#### TASK BRIEF:
Switch each "instance" to "occurrence" in the entries starting with the line that contains "the man's beard" and going on through the line that contains "[1245, 674]", and leave everything else unchanged. Give back only those lines.

+++ ROWS +++

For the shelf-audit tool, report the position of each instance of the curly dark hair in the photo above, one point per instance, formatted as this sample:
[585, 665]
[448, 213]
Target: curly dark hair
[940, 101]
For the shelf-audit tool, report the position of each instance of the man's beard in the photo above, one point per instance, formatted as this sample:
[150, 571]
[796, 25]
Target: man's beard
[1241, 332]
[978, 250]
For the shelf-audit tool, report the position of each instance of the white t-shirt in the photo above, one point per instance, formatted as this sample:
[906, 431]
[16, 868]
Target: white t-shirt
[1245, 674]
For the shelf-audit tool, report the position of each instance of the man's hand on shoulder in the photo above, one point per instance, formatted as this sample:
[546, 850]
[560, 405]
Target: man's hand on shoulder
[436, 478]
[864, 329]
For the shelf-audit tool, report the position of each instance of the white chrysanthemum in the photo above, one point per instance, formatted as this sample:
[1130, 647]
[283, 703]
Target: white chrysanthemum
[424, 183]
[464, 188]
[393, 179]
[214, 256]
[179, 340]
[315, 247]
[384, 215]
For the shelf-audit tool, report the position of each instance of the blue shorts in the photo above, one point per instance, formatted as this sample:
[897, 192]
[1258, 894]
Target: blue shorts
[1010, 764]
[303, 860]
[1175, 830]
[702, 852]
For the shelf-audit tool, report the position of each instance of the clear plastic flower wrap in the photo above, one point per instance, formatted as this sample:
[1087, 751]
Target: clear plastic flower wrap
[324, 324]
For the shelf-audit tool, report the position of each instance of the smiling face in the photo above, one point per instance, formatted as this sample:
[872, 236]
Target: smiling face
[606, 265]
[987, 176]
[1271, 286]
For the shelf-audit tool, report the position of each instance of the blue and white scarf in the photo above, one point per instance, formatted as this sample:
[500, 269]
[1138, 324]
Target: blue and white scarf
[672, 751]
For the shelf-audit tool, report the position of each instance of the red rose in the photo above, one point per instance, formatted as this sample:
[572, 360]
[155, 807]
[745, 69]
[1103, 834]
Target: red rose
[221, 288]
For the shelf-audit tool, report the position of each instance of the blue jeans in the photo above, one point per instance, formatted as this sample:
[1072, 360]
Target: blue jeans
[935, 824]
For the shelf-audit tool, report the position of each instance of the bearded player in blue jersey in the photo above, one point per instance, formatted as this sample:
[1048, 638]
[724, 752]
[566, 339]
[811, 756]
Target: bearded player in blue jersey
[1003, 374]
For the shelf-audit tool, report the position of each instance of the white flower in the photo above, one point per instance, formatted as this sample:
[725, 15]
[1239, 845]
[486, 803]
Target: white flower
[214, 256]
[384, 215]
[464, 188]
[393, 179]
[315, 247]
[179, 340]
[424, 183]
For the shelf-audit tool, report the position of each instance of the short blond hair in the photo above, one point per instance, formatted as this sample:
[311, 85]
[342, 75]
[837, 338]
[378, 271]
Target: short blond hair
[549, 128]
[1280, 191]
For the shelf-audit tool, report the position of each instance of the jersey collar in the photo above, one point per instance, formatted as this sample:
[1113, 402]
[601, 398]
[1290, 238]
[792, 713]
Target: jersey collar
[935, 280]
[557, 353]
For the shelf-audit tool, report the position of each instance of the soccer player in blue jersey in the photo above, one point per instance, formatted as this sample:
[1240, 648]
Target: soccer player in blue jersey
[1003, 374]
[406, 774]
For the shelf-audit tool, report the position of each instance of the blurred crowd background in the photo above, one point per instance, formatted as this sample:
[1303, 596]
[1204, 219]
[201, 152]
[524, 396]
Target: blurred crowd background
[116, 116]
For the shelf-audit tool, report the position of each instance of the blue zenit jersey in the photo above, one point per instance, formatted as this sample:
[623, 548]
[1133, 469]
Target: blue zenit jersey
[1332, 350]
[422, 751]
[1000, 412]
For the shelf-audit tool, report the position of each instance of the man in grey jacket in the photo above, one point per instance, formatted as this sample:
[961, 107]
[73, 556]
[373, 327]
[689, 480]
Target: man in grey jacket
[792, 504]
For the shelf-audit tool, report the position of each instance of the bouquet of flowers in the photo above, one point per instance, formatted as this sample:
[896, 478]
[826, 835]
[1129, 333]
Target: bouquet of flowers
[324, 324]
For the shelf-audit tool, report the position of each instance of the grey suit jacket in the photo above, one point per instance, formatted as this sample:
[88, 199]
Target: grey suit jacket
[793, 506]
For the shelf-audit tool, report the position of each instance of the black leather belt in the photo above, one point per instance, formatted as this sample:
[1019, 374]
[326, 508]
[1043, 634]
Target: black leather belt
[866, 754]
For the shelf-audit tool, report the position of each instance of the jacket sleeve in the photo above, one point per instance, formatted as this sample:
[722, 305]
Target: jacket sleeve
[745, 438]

+++
+++ ROWS +++

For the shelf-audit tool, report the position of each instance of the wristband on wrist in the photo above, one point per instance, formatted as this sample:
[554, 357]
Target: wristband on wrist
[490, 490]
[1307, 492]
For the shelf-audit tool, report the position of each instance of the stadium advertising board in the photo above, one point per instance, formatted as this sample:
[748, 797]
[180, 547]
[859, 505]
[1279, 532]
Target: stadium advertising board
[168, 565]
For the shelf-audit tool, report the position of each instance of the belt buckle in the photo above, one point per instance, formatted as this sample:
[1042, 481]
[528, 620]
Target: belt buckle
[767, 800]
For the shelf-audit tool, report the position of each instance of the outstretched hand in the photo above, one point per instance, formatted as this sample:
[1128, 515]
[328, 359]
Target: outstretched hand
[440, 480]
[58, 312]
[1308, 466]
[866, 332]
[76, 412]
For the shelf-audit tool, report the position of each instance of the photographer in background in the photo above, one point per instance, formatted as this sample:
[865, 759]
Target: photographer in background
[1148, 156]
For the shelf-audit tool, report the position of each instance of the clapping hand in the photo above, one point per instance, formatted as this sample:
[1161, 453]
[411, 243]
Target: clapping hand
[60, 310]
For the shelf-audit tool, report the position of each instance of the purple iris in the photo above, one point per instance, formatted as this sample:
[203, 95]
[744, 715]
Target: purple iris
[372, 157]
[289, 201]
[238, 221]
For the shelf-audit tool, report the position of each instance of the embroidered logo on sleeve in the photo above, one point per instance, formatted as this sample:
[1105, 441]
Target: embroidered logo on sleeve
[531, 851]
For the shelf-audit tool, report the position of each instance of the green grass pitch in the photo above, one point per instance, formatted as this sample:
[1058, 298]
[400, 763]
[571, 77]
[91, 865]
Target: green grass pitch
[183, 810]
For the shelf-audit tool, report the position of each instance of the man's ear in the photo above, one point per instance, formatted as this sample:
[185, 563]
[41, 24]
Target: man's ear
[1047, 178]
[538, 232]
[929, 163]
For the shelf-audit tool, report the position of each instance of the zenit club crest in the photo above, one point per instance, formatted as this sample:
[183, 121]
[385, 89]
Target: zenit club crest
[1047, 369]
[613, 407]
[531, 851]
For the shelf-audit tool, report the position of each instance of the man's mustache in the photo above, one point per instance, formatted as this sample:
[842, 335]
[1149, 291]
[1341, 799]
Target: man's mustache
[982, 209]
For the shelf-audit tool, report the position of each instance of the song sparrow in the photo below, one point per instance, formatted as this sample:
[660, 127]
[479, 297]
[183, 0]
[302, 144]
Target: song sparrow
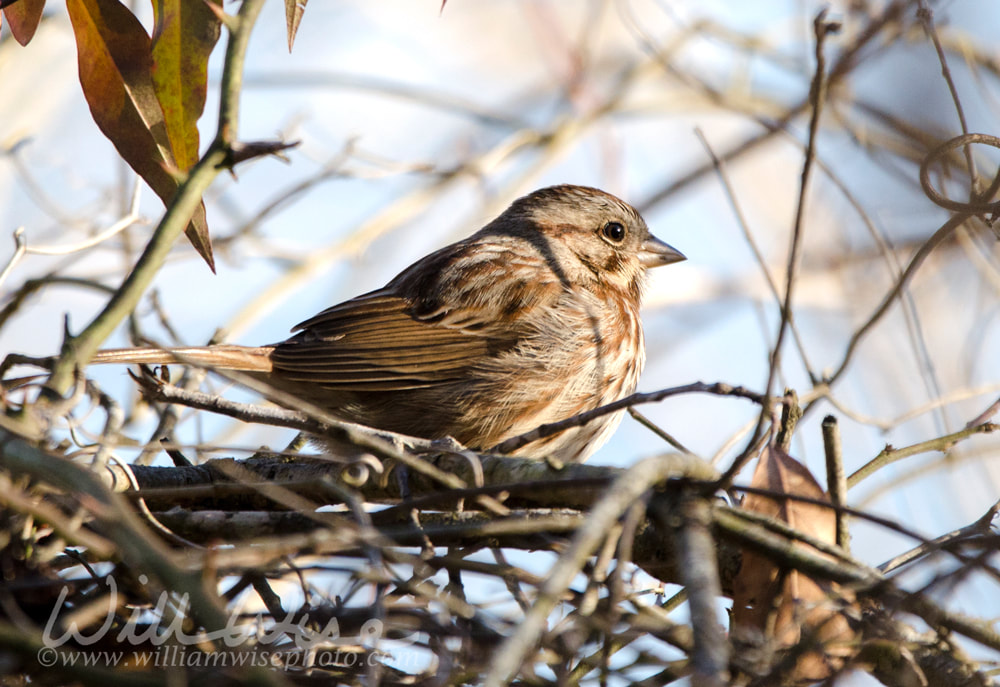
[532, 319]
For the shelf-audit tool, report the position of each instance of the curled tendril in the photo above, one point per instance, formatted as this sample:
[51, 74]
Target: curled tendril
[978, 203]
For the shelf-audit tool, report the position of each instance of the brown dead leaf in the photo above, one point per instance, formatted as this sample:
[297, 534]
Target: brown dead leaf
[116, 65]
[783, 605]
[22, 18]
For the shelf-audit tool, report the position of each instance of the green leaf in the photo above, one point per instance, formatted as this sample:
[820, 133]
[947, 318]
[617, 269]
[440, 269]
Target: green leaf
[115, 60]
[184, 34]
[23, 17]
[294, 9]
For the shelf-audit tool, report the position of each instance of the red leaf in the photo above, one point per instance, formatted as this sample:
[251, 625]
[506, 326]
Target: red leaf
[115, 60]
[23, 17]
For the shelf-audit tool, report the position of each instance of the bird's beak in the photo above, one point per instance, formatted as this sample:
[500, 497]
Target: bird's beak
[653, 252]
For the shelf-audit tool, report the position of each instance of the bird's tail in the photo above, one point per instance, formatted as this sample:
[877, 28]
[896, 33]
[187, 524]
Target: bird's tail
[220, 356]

+++

#### REPLY:
For the shelf-audit tool, report the position of each occurrence of the man's beard in the photo above, one point per occurrence, formatted as this sample:
[150, 571]
[796, 25]
Target: man's beard
[1241, 332]
[978, 250]
For the shelf-audit tool, report the position of each occurrence of the white t-shirt in the photo above, one point per occurrence, formatted as this sample:
[906, 431]
[16, 868]
Target: white t-shirt
[1245, 674]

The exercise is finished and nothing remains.